*RECORDS FOR THIS EXERCISE*:
■ ■ ■ ■ ■ ■ ■

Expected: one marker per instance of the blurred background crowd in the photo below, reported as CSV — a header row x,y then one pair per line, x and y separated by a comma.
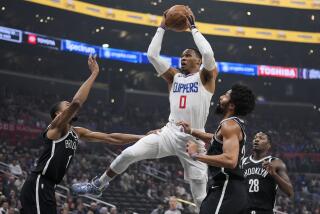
x,y
128,97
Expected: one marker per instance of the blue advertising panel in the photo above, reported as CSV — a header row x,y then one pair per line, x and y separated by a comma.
x,y
78,47
238,68
121,55
10,34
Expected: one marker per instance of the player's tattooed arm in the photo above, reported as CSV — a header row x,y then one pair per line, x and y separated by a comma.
x,y
230,131
162,66
209,72
205,137
63,119
278,170
111,138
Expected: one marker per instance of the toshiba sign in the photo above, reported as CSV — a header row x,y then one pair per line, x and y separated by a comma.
x,y
277,71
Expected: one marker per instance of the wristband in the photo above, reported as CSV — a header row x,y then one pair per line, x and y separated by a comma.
x,y
194,156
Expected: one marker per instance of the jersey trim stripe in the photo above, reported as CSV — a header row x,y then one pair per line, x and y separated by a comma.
x,y
223,191
52,154
37,194
258,161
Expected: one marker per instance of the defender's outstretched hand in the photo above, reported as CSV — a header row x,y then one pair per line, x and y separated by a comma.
x,y
191,18
93,65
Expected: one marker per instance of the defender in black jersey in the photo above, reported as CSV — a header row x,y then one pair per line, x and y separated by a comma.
x,y
60,141
226,189
263,174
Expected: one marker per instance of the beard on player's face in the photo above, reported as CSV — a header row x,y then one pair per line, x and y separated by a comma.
x,y
220,109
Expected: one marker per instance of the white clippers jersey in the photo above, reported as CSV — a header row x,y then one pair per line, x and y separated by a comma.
x,y
189,100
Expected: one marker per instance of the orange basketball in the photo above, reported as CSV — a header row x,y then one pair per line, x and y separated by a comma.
x,y
176,18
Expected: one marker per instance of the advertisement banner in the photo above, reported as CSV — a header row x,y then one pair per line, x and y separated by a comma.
x,y
237,68
277,71
78,47
36,39
10,34
309,73
121,55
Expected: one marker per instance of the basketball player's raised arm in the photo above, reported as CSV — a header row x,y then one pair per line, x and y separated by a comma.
x,y
278,170
162,66
229,158
79,98
209,72
112,138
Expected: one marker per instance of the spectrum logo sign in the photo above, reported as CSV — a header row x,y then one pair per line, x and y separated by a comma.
x,y
277,71
34,39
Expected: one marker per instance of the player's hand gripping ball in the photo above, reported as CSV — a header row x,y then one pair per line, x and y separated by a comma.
x,y
176,18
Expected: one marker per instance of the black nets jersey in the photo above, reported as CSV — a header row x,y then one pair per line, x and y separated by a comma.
x,y
57,156
262,188
216,148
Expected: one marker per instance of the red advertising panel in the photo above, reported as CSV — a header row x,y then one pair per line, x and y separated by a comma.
x,y
277,71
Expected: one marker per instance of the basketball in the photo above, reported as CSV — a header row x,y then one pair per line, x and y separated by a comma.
x,y
176,19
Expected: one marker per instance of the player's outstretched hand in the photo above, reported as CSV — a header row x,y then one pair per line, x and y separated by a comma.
x,y
163,21
186,126
156,131
269,167
191,18
192,148
93,65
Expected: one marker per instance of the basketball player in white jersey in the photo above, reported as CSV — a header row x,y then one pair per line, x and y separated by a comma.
x,y
190,95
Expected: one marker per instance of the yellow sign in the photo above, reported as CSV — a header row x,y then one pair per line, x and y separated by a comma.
x,y
206,28
296,4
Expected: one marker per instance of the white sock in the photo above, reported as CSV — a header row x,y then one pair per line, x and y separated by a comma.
x,y
105,178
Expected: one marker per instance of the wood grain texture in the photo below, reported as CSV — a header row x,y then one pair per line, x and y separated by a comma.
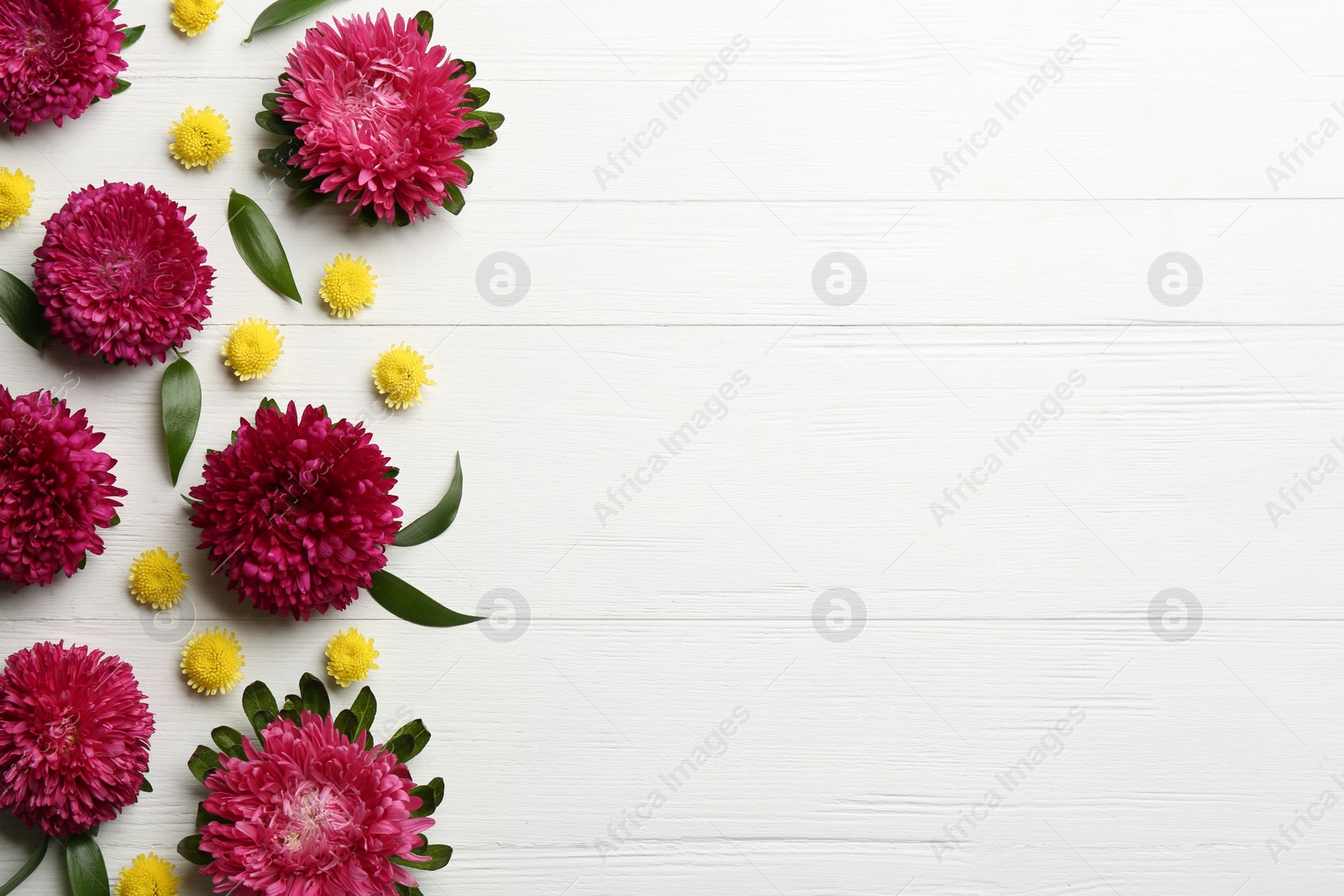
x,y
669,602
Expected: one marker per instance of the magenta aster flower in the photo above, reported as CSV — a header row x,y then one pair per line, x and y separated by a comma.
x,y
74,738
55,58
297,511
121,275
380,118
55,490
311,813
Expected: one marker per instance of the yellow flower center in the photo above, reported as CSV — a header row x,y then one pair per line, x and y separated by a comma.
x,y
199,139
194,16
349,285
253,348
400,374
349,658
213,661
15,195
158,579
148,876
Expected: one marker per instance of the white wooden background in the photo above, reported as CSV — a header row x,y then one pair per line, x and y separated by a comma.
x,y
702,594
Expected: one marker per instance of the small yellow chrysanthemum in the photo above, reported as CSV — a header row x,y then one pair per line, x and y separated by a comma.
x,y
213,661
194,16
400,374
148,876
199,139
349,658
253,348
349,285
15,195
158,579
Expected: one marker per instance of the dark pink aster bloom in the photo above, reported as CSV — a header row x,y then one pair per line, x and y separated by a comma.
x,y
297,511
378,113
55,58
55,490
121,275
74,738
311,815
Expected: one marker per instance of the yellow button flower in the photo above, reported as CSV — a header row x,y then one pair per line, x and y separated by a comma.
x,y
199,139
400,374
349,658
15,195
158,579
349,285
213,661
147,876
253,348
194,16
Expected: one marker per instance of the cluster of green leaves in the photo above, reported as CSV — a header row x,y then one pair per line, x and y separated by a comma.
x,y
480,134
262,711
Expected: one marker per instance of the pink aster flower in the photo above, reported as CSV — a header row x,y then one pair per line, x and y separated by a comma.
x,y
55,490
74,738
55,58
297,511
378,116
120,273
311,815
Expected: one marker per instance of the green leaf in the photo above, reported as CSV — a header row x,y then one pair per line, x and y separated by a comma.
x,y
315,698
205,815
29,867
260,700
414,735
275,123
430,794
282,13
131,35
365,710
413,605
491,118
85,867
226,738
454,201
179,398
190,849
436,856
434,523
203,762
260,246
22,311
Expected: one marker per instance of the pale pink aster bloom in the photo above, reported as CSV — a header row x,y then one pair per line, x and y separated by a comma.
x,y
311,813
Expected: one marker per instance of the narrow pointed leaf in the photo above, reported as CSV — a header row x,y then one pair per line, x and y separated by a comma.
x,y
434,523
260,246
22,311
410,604
282,13
179,396
365,710
190,849
85,867
315,698
29,867
260,700
203,762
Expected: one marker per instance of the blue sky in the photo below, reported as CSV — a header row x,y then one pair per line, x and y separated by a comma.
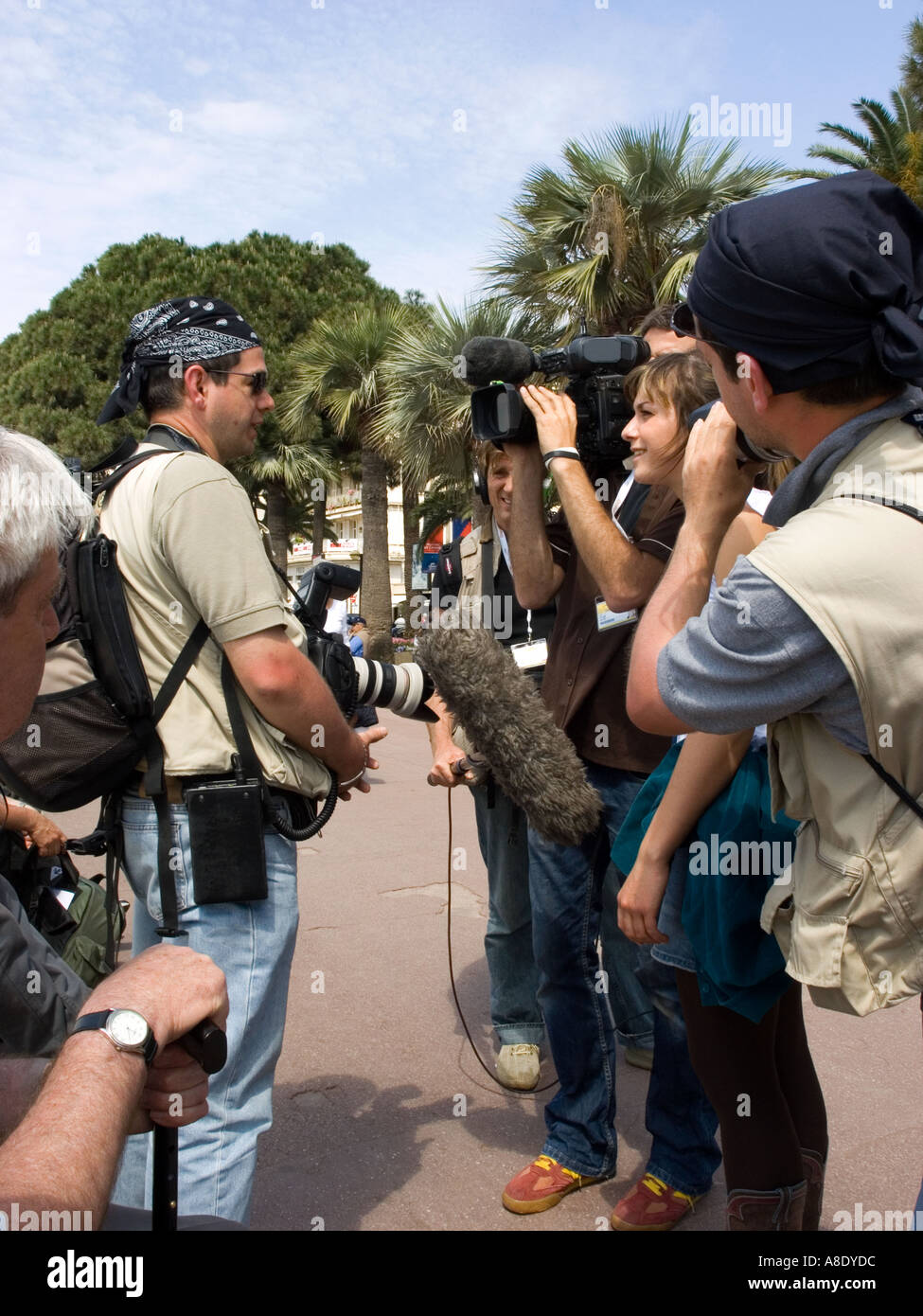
x,y
399,127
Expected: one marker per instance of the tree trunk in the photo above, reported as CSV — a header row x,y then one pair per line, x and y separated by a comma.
x,y
317,528
276,502
411,500
376,596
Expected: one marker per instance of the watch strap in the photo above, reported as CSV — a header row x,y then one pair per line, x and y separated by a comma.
x,y
561,452
100,1019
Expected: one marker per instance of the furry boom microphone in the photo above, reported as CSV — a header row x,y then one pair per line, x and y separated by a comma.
x,y
502,712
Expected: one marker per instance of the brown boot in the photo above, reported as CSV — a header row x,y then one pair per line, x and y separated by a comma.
x,y
814,1174
778,1210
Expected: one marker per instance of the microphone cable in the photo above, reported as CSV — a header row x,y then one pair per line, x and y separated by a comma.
x,y
509,1092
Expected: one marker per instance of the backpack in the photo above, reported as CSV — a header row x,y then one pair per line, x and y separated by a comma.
x,y
94,718
86,927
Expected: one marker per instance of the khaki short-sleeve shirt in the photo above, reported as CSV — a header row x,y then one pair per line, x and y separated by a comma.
x,y
188,546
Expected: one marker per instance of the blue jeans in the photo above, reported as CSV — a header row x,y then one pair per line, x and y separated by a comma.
x,y
253,942
566,898
514,978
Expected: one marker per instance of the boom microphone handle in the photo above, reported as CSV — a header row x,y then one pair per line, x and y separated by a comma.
x,y
512,729
208,1045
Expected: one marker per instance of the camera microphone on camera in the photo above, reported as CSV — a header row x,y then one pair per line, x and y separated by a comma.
x,y
488,360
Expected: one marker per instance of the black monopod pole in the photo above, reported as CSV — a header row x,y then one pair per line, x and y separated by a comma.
x,y
208,1045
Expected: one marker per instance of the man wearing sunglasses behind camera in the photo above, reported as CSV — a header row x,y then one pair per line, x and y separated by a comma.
x,y
189,550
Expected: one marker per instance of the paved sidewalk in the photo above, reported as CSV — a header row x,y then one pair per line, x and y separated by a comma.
x,y
383,1119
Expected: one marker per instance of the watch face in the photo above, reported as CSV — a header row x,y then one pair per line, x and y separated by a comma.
x,y
128,1028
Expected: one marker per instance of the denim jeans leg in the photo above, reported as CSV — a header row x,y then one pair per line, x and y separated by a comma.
x,y
253,942
678,1116
514,978
632,1012
630,1003
566,884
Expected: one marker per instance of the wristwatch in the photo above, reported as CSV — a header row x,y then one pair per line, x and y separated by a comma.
x,y
125,1029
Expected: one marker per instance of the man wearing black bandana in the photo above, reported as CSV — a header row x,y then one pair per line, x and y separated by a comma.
x,y
808,306
188,549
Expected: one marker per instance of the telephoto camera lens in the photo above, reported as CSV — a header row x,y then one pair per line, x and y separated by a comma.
x,y
404,688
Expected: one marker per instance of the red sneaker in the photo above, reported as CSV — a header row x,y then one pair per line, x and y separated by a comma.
x,y
541,1184
652,1205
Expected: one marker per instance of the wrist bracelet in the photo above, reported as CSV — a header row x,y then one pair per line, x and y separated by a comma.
x,y
359,775
561,452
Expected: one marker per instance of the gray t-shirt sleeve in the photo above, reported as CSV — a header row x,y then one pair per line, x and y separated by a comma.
x,y
754,655
40,995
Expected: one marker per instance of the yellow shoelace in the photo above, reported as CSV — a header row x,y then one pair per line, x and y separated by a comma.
x,y
657,1186
546,1163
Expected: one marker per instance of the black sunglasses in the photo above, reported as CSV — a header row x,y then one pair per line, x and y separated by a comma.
x,y
683,323
258,378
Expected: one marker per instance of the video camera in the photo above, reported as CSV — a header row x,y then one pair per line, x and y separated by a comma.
x,y
596,370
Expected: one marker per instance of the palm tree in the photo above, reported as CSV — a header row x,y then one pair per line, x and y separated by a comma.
x,y
340,367
892,145
279,475
425,418
425,415
618,230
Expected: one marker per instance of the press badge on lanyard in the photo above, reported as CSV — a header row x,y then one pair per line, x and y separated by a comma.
x,y
609,620
529,653
606,618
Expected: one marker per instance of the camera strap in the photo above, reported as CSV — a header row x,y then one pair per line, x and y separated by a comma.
x,y
488,569
250,769
916,418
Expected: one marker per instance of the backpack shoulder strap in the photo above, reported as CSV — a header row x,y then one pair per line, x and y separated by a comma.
x,y
873,762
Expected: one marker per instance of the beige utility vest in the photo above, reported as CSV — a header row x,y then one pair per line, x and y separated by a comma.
x,y
849,914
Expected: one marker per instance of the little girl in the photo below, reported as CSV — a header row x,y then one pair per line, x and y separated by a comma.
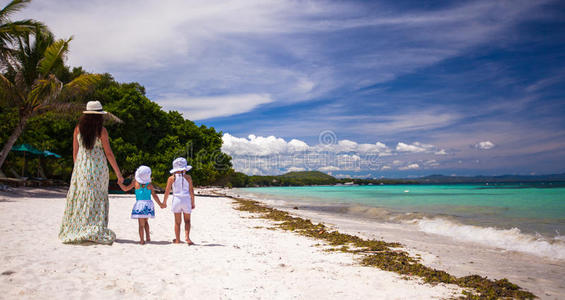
x,y
183,197
143,207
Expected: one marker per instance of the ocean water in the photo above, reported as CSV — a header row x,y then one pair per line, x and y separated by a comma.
x,y
519,217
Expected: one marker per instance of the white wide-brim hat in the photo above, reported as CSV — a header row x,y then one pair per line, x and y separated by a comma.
x,y
180,164
94,107
143,175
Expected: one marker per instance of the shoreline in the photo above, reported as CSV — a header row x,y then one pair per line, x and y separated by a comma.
x,y
236,257
540,275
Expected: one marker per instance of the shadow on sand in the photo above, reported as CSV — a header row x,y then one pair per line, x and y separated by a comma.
x,y
123,241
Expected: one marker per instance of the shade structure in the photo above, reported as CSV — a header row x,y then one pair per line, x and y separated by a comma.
x,y
47,153
27,149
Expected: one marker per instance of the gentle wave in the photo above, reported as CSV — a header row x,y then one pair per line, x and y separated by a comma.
x,y
508,239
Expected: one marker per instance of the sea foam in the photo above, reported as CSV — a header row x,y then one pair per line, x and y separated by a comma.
x,y
508,239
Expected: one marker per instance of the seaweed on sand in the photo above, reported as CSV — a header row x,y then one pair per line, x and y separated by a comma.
x,y
383,255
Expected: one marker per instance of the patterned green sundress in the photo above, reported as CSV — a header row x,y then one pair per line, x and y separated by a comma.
x,y
86,213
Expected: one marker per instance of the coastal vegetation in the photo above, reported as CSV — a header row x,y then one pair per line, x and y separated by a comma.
x,y
384,255
299,178
303,178
41,98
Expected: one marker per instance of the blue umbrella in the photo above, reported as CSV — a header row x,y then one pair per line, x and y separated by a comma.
x,y
48,153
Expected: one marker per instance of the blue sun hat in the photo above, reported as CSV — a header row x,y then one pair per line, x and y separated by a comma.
x,y
180,164
143,175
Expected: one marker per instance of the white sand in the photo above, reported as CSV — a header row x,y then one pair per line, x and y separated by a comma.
x,y
232,259
540,275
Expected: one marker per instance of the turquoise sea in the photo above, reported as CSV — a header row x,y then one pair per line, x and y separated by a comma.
x,y
529,216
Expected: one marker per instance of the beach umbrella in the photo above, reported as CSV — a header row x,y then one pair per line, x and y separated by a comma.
x,y
25,148
48,153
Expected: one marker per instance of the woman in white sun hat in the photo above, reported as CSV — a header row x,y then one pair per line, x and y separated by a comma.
x,y
183,197
86,213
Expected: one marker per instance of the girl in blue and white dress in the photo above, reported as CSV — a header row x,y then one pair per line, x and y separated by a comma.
x,y
183,197
143,209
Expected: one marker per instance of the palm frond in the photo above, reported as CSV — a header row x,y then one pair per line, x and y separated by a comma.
x,y
74,109
111,118
44,92
12,8
80,86
54,54
22,27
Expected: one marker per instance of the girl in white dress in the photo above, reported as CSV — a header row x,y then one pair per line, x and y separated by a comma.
x,y
183,197
143,209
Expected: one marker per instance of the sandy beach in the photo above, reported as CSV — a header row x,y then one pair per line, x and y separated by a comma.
x,y
540,275
235,257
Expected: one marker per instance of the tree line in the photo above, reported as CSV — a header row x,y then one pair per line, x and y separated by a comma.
x,y
41,98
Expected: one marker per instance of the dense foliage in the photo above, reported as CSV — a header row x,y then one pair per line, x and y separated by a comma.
x,y
237,179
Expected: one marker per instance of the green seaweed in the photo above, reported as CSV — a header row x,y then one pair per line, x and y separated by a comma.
x,y
381,254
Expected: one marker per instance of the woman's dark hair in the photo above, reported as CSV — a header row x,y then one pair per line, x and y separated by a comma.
x,y
90,127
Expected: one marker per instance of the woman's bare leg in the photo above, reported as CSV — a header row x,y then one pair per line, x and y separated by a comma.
x,y
141,223
147,236
178,220
187,228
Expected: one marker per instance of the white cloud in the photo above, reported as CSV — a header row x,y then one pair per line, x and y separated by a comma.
x,y
199,108
295,169
410,167
485,145
441,152
431,163
415,147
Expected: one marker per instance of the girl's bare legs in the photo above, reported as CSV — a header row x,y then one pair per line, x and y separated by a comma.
x,y
187,228
147,236
141,223
178,220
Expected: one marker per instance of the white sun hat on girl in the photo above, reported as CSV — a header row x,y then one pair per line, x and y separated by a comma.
x,y
94,107
180,164
143,175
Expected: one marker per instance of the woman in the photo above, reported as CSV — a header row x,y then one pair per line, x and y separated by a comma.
x,y
86,213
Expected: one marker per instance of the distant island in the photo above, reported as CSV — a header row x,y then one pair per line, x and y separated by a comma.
x,y
303,178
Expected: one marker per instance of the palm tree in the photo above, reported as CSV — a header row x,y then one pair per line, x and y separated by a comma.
x,y
10,31
31,84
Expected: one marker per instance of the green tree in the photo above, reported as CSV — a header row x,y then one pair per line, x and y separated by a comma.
x,y
11,30
31,84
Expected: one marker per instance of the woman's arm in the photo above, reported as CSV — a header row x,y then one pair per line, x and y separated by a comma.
x,y
110,154
168,189
191,189
75,144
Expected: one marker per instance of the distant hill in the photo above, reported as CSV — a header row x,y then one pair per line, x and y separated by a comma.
x,y
311,175
302,178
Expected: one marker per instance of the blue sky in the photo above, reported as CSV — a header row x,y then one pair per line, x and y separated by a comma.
x,y
352,88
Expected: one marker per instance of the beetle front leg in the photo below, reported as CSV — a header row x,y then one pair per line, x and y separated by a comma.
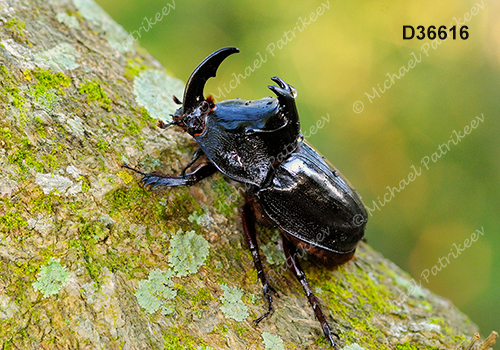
x,y
248,221
159,179
293,263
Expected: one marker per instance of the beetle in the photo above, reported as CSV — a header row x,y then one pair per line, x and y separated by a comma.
x,y
258,143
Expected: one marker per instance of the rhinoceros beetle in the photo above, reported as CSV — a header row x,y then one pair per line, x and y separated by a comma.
x,y
287,182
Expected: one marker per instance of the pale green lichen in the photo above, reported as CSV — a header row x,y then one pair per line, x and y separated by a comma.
x,y
153,90
154,293
187,252
354,346
202,219
51,278
274,255
232,305
68,20
272,342
95,92
117,37
59,58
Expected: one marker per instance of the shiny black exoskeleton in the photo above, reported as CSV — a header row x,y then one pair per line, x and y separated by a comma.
x,y
287,182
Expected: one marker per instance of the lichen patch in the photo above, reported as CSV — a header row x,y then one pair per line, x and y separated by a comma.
x,y
153,90
51,278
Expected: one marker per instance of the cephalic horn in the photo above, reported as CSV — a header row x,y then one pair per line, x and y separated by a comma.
x,y
193,93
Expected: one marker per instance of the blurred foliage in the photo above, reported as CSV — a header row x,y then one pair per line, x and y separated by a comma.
x,y
335,61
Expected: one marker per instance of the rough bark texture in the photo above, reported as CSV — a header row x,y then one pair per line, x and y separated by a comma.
x,y
89,259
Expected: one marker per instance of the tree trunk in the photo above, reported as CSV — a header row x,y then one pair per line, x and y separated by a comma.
x,y
89,259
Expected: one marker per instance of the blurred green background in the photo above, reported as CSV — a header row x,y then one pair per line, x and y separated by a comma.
x,y
335,61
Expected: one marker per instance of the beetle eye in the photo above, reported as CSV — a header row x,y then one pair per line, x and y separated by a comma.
x,y
204,107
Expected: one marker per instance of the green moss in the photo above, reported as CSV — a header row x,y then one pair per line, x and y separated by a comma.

■ ■ ■ ■ ■ ■ ■

*WHAT YOU NEED TO DO*:
Make an exact copy of every line from the one with "Expected: one marker per instance of the blurred green" to the end of the data, with the first and last of those lines included.

*PROBLEM SOLUTION*:
Expected: one marker per instance of the blurred green background in the photo above, reported as CSV — a header row x,y then one pair per line, x and y separated by a comma.
x,y
335,61
Expected: one marker per instance of the beetle eye in the photo above, reported as CSV — a header row x,y then one pair per line, x and y separated by a comma.
x,y
204,107
Expected: one marker per instance of the green moss in the photo above, reported as CSV — a header row x,y then one pair per line, x and y separated by a comma.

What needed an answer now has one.